▶ _Work instruction_
What is needed is an exact copy of the records, with the images left out.
::: Provided information :::
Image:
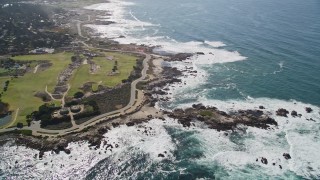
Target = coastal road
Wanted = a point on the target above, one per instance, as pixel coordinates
(130, 107)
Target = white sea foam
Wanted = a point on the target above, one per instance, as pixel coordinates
(128, 25)
(21, 161)
(302, 146)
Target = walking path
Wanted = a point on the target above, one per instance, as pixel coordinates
(133, 104)
(35, 69)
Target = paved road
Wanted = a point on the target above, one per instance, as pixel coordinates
(132, 105)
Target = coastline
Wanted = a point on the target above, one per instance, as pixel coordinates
(156, 90)
(259, 133)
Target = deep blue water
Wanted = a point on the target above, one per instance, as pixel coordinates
(269, 33)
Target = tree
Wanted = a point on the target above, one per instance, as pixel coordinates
(115, 68)
(20, 125)
(78, 95)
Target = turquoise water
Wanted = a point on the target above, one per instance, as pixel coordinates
(279, 38)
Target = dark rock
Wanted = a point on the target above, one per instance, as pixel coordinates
(199, 106)
(161, 155)
(130, 124)
(115, 125)
(264, 160)
(41, 153)
(286, 156)
(282, 112)
(294, 114)
(180, 57)
(309, 110)
(67, 151)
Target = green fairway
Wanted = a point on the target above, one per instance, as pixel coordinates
(21, 90)
(83, 75)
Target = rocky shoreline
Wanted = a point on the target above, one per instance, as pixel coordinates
(211, 116)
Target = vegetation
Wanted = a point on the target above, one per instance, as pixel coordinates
(22, 89)
(90, 109)
(206, 113)
(102, 75)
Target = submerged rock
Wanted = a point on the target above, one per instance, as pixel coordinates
(294, 114)
(264, 160)
(282, 112)
(286, 156)
(161, 155)
(308, 109)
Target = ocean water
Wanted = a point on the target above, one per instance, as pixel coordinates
(255, 53)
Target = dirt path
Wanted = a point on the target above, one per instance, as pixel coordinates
(35, 69)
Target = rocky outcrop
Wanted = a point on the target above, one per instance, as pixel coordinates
(286, 156)
(264, 160)
(180, 57)
(294, 113)
(220, 120)
(282, 112)
(308, 109)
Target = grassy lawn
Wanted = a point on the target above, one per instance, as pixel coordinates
(83, 75)
(21, 90)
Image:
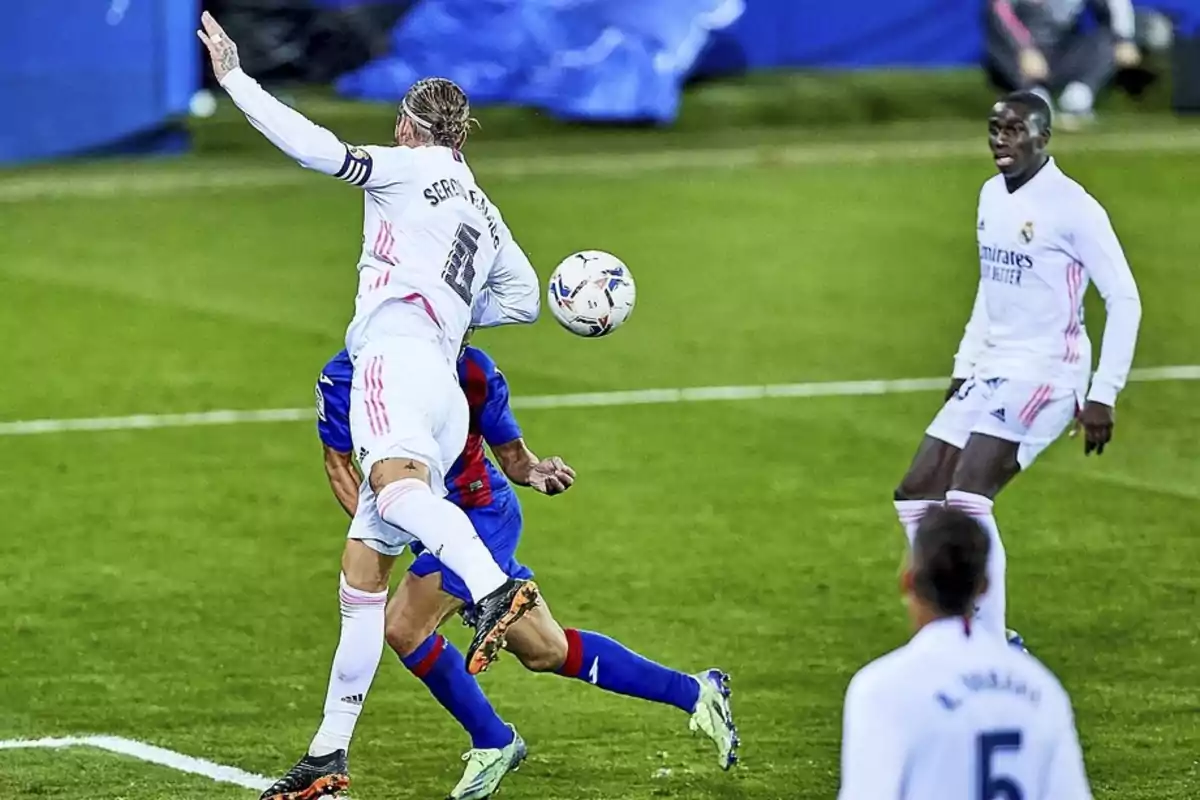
:::
▶ _Task output_
Image:
Target = coastal road
Wanted = a point on the target above, one per instance, as pixel coordinates
(130, 107)
Target = white sea foam
Wanted = a point on the target above, one per instance, as pixel coordinates
(128, 25)
(21, 161)
(302, 146)
Target = walking path
Wanted = a point on the target above, one per instance, as pixel coordinates
(133, 104)
(35, 69)
Target = paved road
Wanted = a point on the target above, one per instance, as pixel coordinates
(132, 105)
Target = coastline
Wanted = a point on the target above, one per instance, as pixel coordinates
(156, 90)
(259, 133)
Target = deep blue water
Wanted = a point on the target above, one per instance, as pixel coordinates
(269, 33)
Target = tree
Wanted = a point on the target above, one per instance, as pixel coordinates
(115, 68)
(20, 125)
(78, 95)
Target = turquoise water
Wanted = a point on the target above, one per instance, as pixel coordinates
(279, 38)
Target = dark rock
Wanted = a point on the target above, one per instance, as pixel coordinates
(199, 106)
(161, 155)
(130, 124)
(115, 125)
(264, 160)
(41, 153)
(286, 156)
(282, 112)
(294, 114)
(180, 57)
(309, 110)
(67, 151)
Target = green fairway
Wanted = a point on the target above, one per instance, as pixel coordinates
(21, 90)
(83, 75)
Target = rocky shoreline
Wanted = a point on the target above, one per instance, as pixel coordinates
(211, 116)
Target = vegetation
Wanted = a point on the target above, one per instance, as pixel coordinates
(22, 89)
(90, 109)
(206, 113)
(102, 75)
Target = submerged rock
Wanted = a point on the target above, one per instance, as pixel coordinates
(294, 114)
(264, 160)
(282, 112)
(286, 156)
(161, 155)
(308, 109)
Target = ocean water
Wanted = a point on the target above, one per instance, as pixel coordinates
(255, 53)
Target = dirt path
Wanted = a point on the target above, one per instance, as pixel coordinates
(35, 69)
Target = rocky outcrop
Wanted = a point on the target above, one per instance, as pixel coordinates
(286, 156)
(264, 160)
(180, 57)
(294, 113)
(220, 120)
(282, 112)
(308, 109)
Target = grassy lawn
Wanted = a point on the target above, one per instance, as pixel coordinates
(83, 75)
(21, 90)
Image:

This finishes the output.